>>>

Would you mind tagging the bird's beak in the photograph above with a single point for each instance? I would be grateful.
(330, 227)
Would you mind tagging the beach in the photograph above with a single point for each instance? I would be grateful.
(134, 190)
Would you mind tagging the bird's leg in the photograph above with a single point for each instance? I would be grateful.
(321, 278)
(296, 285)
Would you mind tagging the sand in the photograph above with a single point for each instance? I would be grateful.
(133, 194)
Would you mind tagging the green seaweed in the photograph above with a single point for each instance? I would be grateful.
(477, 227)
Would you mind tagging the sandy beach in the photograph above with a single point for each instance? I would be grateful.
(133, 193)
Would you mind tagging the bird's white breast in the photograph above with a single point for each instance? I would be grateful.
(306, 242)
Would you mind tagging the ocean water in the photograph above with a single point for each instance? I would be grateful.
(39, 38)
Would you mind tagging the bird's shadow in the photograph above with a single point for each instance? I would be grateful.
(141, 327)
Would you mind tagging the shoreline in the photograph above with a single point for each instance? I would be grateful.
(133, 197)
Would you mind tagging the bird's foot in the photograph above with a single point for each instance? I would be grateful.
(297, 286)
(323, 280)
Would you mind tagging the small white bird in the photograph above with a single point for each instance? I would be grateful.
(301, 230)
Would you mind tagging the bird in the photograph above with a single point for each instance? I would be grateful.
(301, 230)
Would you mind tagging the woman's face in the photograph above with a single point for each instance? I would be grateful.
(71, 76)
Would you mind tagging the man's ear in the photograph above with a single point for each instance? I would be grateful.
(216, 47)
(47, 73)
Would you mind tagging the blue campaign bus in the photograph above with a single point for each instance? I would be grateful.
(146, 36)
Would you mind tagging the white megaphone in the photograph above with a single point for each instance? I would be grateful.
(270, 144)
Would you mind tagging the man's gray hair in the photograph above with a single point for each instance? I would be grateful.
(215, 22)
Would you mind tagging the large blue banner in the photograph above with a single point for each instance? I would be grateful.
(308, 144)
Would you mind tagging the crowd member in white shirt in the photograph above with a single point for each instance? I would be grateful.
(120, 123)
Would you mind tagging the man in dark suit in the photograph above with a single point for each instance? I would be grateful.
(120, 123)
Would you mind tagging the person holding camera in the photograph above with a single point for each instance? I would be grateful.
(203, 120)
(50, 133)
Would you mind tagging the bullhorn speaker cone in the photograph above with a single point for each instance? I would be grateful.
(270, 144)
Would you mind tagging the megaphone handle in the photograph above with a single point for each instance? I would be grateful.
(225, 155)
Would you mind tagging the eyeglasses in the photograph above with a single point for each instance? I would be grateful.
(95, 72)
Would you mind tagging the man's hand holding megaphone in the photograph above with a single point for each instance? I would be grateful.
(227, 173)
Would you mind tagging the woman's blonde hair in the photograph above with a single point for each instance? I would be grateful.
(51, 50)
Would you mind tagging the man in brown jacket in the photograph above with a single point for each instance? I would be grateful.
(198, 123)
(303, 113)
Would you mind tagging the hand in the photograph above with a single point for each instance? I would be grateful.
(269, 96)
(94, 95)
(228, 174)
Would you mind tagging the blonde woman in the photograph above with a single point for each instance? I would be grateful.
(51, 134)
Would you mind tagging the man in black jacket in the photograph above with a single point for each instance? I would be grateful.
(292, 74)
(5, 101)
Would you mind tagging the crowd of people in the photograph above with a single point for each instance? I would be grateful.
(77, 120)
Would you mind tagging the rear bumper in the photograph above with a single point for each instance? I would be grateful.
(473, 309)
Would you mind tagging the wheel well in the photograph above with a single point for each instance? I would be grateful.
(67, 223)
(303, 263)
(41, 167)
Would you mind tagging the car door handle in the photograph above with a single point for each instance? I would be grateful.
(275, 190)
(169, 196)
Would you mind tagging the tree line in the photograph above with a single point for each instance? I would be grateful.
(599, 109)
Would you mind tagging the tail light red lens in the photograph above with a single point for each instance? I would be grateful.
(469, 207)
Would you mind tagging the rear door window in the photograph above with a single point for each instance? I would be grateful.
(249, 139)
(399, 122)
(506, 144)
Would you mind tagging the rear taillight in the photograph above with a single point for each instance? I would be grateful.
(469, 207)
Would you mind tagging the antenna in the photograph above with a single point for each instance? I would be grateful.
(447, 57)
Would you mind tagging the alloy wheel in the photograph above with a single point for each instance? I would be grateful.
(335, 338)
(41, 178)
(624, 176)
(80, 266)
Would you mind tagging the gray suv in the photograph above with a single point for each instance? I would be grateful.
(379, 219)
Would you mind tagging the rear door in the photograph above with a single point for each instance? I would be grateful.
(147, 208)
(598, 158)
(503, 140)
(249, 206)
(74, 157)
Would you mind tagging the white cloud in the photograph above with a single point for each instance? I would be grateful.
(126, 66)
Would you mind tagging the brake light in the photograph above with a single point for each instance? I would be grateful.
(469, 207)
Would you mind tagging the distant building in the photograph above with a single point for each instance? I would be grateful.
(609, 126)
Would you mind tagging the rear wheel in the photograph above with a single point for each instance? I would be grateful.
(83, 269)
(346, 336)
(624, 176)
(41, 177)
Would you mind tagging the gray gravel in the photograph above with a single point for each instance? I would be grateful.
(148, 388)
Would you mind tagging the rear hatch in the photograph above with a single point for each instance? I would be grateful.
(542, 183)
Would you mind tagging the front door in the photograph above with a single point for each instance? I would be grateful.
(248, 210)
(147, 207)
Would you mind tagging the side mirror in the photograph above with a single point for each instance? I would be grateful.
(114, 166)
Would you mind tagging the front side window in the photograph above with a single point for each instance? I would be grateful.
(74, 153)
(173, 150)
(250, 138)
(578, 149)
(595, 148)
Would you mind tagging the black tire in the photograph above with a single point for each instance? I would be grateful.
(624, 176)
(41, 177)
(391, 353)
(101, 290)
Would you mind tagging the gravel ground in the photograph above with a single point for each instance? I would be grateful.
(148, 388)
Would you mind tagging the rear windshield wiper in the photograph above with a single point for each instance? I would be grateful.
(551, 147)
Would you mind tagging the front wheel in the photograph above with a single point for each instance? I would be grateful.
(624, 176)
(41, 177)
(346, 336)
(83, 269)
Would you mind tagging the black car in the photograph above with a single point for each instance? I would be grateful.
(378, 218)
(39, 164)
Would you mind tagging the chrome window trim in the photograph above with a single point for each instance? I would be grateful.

<<<

■ ACTION ITEM ■
Starting with the line that holds "Would you mind tagging the front wheel", copy each remaining line of the listing above exactly, through the last one.

■ TASK RESULT ■
Would you mind tagging the front wheel in the photograph above with a single point for each instance? I would be grateful.
(624, 176)
(41, 177)
(346, 336)
(83, 269)
Would you mind tagging the black car in the photograph above with a single point for each instance? I would be grateful.
(378, 218)
(39, 164)
Would you mind tagging the chrome window trim in the photograph above with a single point for each instance? I would be grateful.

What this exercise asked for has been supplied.